Problem to work on
Please carry on the glossary of healthcare terms from the point where it ends, ahead of the rows.

Common healthcare terms

  • Benefits or covered services

    The medically necessary services and supplies covered by Blue Shield.

  • Allowed charges

    The approved amount Blue Shield will pay for a service or benefit. If your doctor charges more than what’s allowed by your health insurance policy, you may be responsible for the difference.

  • Coinsurance

    A fixed percentage of the cost of your services that you’re responsible for. This is usually after you’ve met your deductible.

  • Copayment

    A fixed amount you pay for benefits such as doctor’s visits or any wellness services. This is usually after you’ve met your deductible if your plan has one.

  • Deductible

    The amount you pay each calendar year for most benefits before Blue Shield begins to pay. Some benefits, such as preventive care, are covered before you meet your deductible.

  • HMO

    A health plan where you choose a primary care physician (PCP) who treats you regularly. This includes preventive visits and referrals to specialists. You’ll need to see only other doctors or specialists in your PCP’s medical group. There is no coverage for services received from doctors who are outside your PCP’s network.

Material supplied
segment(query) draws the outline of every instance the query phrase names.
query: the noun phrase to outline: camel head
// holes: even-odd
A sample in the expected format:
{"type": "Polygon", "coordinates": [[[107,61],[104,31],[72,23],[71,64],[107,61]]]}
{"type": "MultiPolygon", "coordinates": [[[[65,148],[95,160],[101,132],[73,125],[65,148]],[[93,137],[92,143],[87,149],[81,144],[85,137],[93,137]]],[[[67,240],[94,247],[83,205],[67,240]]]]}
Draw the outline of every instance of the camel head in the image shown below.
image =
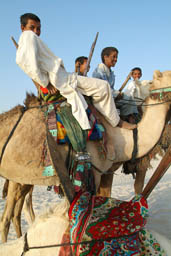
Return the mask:
{"type": "Polygon", "coordinates": [[[160,72],[159,70],[155,70],[152,87],[150,89],[171,87],[171,71],[160,72]]]}

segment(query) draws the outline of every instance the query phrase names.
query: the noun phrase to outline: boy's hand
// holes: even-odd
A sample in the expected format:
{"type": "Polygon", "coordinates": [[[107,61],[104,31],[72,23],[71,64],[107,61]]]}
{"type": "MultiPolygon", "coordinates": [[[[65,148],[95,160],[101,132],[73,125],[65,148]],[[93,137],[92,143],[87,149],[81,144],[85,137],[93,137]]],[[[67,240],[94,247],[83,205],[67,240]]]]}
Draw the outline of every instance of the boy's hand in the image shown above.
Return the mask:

Answer section
  • Network

    A group of providers – including hospitals, doctors, specialists and other healthcare providers – that have agreed with Blue Shield to provide benefits for a specified amount.

  • PPO

    A health plan in which members can choose to see any provider in the PPO provider network without a referral. Members also have the freedom to use non-network providers for most services if they are willing to pay a higher share of the cost.

  • Out-of-pocket maximum

    The most you are required to pay in combined deductible, copayment, and coinsurance amounts for all of the covered services each year.